Task prompt: Please retype the listing below exactly, from its opening line through the line where "pixel 305 50." appears.

Given records:

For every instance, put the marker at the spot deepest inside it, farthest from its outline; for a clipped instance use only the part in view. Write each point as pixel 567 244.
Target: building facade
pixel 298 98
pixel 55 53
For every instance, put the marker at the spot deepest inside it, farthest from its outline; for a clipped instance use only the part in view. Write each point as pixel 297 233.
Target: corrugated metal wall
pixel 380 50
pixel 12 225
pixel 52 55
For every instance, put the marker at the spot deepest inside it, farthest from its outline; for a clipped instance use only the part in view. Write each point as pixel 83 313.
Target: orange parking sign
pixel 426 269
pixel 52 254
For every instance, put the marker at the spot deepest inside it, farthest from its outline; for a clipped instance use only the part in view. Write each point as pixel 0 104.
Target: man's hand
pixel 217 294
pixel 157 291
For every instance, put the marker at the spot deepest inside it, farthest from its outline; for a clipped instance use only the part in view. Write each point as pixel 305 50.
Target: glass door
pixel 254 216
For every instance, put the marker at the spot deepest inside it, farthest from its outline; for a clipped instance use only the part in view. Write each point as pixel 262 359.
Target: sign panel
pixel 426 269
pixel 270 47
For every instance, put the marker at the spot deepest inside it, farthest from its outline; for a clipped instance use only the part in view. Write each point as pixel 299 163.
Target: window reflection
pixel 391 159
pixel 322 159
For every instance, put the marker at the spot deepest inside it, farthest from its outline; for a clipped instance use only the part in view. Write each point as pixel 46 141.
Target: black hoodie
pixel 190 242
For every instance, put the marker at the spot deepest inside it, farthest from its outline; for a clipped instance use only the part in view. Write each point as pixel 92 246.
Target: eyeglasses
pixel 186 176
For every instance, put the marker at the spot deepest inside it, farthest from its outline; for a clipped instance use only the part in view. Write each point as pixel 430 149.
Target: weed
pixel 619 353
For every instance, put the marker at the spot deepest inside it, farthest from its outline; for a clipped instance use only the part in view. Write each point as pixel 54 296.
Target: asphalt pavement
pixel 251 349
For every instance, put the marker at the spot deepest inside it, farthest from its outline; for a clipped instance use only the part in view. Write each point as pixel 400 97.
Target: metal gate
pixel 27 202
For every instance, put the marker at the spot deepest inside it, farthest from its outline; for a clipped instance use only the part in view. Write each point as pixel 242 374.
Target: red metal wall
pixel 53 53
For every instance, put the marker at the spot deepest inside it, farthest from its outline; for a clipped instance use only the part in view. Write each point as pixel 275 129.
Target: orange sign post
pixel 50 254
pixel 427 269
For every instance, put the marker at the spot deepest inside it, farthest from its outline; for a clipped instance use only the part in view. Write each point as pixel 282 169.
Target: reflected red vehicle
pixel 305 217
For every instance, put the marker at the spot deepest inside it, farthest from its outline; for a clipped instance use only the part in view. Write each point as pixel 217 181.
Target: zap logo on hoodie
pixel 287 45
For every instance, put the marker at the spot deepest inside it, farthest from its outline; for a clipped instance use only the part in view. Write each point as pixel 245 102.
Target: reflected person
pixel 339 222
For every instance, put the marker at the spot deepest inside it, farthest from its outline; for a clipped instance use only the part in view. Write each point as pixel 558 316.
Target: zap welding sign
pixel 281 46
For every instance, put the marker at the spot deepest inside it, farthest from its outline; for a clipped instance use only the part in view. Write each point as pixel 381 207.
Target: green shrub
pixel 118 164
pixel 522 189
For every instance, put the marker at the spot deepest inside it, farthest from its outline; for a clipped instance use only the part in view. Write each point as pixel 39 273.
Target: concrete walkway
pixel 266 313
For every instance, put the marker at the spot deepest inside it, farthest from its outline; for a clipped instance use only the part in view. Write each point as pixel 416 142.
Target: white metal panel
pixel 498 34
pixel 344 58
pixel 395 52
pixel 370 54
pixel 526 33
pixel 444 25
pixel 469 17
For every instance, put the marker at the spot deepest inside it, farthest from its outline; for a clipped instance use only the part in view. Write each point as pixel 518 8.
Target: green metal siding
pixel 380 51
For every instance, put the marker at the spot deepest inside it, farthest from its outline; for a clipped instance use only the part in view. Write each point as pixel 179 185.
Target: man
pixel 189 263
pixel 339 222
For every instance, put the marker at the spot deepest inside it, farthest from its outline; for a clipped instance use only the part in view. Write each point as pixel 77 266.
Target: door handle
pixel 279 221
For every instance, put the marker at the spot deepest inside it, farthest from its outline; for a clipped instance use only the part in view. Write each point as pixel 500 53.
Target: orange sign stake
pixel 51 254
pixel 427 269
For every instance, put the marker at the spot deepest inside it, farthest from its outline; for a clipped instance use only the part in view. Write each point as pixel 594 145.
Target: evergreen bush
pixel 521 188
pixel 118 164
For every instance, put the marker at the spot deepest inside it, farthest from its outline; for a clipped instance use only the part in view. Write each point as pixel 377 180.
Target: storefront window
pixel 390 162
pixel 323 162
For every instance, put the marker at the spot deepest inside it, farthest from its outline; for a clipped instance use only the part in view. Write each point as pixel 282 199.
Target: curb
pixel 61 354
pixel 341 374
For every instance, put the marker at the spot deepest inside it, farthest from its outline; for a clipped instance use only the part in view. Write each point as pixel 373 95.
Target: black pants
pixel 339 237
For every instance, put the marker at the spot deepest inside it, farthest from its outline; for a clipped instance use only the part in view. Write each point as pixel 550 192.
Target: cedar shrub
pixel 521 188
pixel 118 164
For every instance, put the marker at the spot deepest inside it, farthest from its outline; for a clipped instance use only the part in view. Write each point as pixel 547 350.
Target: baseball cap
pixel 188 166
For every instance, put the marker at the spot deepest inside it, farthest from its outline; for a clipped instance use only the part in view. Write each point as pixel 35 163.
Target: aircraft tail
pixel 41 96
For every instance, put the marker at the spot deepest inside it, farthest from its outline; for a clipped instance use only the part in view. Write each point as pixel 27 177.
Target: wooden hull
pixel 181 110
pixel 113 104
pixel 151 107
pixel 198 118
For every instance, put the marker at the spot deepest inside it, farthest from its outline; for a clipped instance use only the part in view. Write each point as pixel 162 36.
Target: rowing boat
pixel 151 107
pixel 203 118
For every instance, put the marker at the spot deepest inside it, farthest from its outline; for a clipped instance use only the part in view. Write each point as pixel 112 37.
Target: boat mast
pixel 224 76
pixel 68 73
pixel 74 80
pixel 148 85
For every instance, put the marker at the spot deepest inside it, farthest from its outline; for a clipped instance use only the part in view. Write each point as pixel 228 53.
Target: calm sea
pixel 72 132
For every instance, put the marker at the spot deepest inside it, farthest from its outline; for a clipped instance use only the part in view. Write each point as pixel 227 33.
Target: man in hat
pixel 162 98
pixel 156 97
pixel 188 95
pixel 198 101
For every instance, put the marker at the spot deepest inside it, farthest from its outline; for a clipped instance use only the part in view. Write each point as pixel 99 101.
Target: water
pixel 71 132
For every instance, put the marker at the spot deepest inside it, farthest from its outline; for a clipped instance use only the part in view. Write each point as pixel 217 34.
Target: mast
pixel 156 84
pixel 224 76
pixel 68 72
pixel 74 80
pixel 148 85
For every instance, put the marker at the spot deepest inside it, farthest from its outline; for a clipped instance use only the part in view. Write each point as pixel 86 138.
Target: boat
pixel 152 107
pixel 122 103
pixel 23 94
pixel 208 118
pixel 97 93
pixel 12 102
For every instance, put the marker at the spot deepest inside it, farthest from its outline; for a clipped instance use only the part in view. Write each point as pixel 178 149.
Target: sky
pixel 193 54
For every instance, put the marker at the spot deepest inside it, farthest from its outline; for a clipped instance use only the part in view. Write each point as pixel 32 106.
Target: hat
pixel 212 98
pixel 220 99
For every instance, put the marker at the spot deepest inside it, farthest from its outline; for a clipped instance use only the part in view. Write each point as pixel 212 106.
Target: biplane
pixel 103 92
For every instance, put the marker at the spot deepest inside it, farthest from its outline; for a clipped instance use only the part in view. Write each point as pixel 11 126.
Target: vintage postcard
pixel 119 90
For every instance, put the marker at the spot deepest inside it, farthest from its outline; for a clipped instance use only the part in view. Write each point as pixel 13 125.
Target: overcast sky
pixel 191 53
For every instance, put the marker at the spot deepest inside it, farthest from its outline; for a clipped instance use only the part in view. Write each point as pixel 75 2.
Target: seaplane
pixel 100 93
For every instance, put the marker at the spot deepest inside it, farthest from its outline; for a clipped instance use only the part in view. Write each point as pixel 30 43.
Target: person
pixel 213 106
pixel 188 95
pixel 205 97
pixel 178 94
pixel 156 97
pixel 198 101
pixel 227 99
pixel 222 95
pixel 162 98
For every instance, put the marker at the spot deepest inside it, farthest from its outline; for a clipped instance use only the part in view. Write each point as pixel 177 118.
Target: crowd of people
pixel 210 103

Solution to this problem:
For every instance, put the marker at the spot deepest inside it, farthest from its outline; for a clipped instance use only the part in view. Write each point as pixel 567 244.
Target: building facade
pixel 298 98
pixel 55 53
For every instance, put the marker at the spot deepest inside it, farthest from its outline; for a clipped instance use only the part in view. Write each point as pixel 297 233.
Target: corrugated metal wall
pixel 380 50
pixel 12 225
pixel 52 55
For every instance, put the marker at the spot deepest inside it, farthest from its outline; for a clipped instance use only the part in view. Write each point as pixel 83 313.
Target: orange parking sign
pixel 426 269
pixel 52 254
For every instance, put the marker at the spot deepest inside it, farthest from its outline; for a clipped instance use only the part in view. Write each point as pixel 0 104.
Target: man's hand
pixel 217 294
pixel 157 291
For every instance, put the marker at the spot deepest inside it, farthest from its outline; for a clipped instance use only the part in view. Write each point as pixel 305 50.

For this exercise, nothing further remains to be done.